| DOKUMENT |
*-*-*

Die Patentinhaberin ist entsprechend ihrer Ankündigung vom 29. Juni 2004 zur mündlichen Verhandlung nicht erschienen.

Sie hat schriftsätzlich beantragt, den Einspruch zurückzuweisen und das Patent im erteilten Umfang aufrechtzuerhalten; sie hat sich aber sachlich zum Einspruch nicht geäußert.

Wegen weiterer Einzelheiten wird auf den Akteninhalt verwiesen.

II.

1. Einspruchsverfahren Die Entscheidungsbefugnis über den zulässigen Einspruch liegt gemäß § 147 Abs 3 PatG bei dem hierfür zuständigen 19. Senat (Technischer Beschwerdesenat) des Bundespatentgerichts.

Dieser hatte - wie in der Entscheidung 19 W (Pat) 701/02 (BPatGE 46, 134 mwN) ausführlich dargelegt ist - aufgrund öffentlicher mündlicher Verhandlung zu entscheiden.

Das Einspruchsverfahren war auch vor dem Bundespatentgericht nach Rücknahme des zulässigen Einspruchs von Amts wegen fortzusetzen (§ 61 Abs 1 Satz 2 PatG).

Gegenstand des Verfahrens ist das erteilte Patent.

2. Patentfähigkeit Das Patent war zu widerrufen, da der Gegenstand des erteilten Patentanspruchs 1 gegenüber dem Stand der Technik nicht auf einer erfinderischen Tätigkeit beruht.

*-*-*

| DATEN |
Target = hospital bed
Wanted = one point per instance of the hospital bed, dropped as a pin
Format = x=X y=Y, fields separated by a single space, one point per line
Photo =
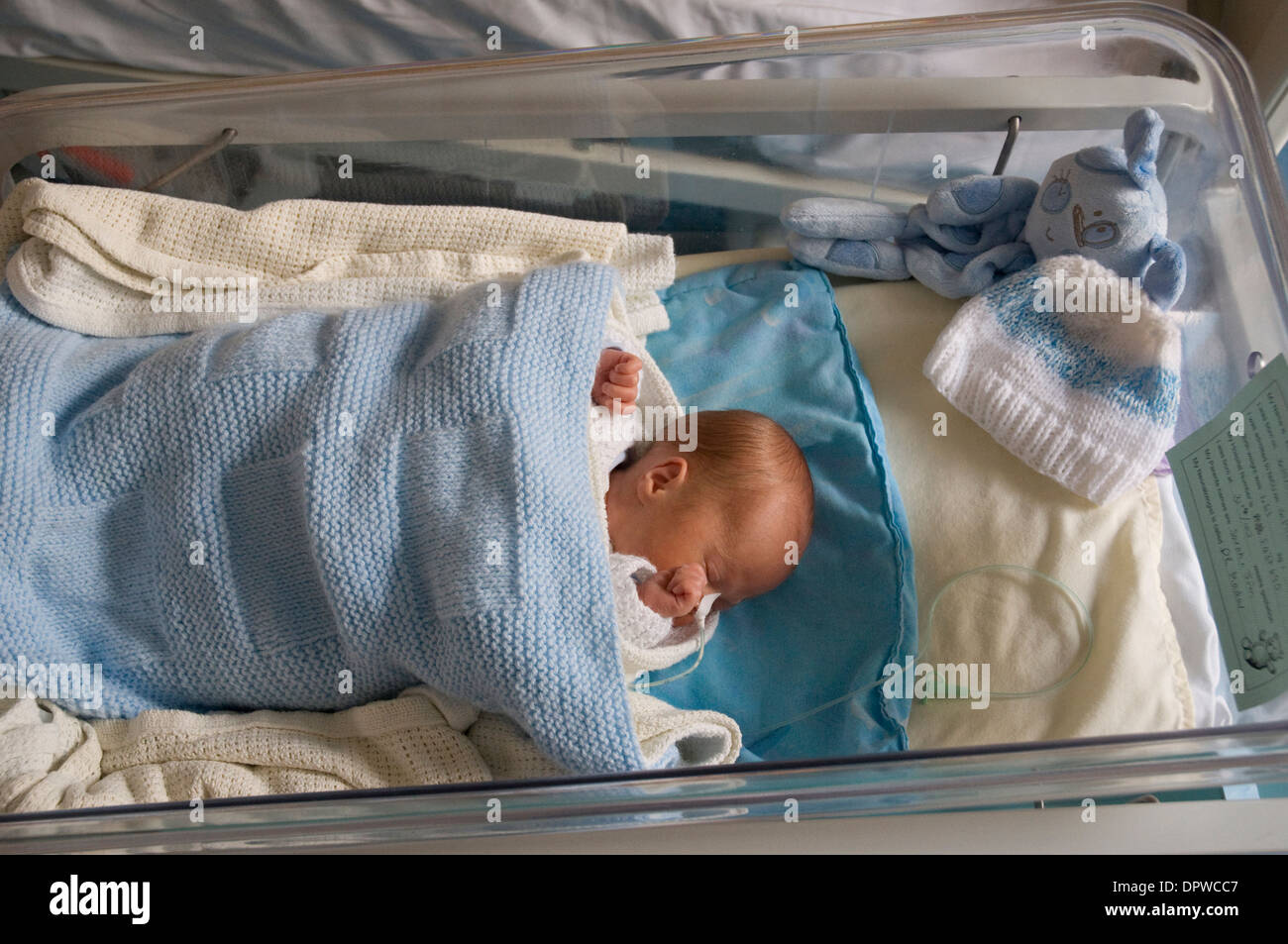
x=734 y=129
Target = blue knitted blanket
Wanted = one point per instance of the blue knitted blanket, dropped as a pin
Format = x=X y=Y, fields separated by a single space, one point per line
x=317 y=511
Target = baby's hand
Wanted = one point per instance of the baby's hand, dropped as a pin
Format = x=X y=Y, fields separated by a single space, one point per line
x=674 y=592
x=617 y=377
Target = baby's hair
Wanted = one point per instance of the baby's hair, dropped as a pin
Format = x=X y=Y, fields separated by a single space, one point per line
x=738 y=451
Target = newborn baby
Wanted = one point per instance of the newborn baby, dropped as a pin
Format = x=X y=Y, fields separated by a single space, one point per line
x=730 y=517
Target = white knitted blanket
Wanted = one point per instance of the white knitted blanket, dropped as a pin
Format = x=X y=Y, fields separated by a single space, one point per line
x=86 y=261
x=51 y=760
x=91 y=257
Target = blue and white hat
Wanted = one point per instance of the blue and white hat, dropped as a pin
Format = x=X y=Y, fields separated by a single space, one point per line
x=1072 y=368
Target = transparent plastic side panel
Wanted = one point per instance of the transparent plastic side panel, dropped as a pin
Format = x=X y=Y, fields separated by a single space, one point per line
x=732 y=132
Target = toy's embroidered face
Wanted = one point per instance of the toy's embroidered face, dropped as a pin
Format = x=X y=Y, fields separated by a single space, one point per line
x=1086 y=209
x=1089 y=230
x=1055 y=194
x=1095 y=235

*-*-*

| DEINE AUFGABE |
Führe den Text über den Einspruch gegen das Patent im Anschluss an seinen letzten Satz fort.

| SCHRIFTLICHE ANTWORT |
Aus der DE 198 31 782 A1 ist in Übereinstimmung mit allen Merkmalen gemäß dem Oberbegriff des Patentanspruchs 1 ein Sollbruchelement 1 (Titel) bekannt zur Verbindung eines Bauteils mit einem Sockel (Sp 1 Z 19 bis 13 und Z 26 bis 32), wobei das Sollbruchelement 1 eine nach oben offene Wannenform hat mit zwei Seitenwänden 11a, 11b (Fig 1 und Fig 5 iVm Sp 3 Z 27 bis 30).

Die Seitenwände sind außen glatt und innen durch eine Querwand 5 verbunden (Fig 1, 4 und 5 iVm Sp 3 Z 62 bis Sp 4 Z 8).

Das Sollbruchelement gemäß dem erteilten Anspruch 1 unterscheidet sich demnach vom bekannten dadurch, dass in den Seitenwänden jeweils eine sich über deren gesamte Länge erstreckende Nut ausgebildet ist.

Dieser Unterschied kann jedoch nicht patentbegründend sein.

Ausgehend von dem Sollbruchelement, wie es aus der DE 198 31 782 A1 bekannt ist, stellt sich dem Fachmann - hier einem Elektrotechniker oder Maschinenbautechniker mit Erfahrungen in der Konstruktion und dem Betrieb von Bauelementen der elektrischen Energieversorgung, insbesondere Kabelverteilerschränken u.ä. - in der Praxis von selbst.

Denn er muß einerseits sicherstellen, dass bei allen Belastungsfällen zuerst das Sollbruchelement bricht, ohne dass das Bauteil Schaden nimmt, andererseits sind die Bruchkräfte unbestimmt, wenn das Sollbruchelement an wechselnden Stellen brechen kann.

Zur Lösung der Aufgabe entnimmt der Fachmann schon aus der DE 198 31 782 A1 den Hinweis, die Ränder des Sollbruchelements bzw. dessen Boden so stabil auszubilden, dass in deren Bereich jeweils keine Zerstörung auftreten kann, sondern vorher die Wände abreißen (Sp 2 Z 23 bis 26).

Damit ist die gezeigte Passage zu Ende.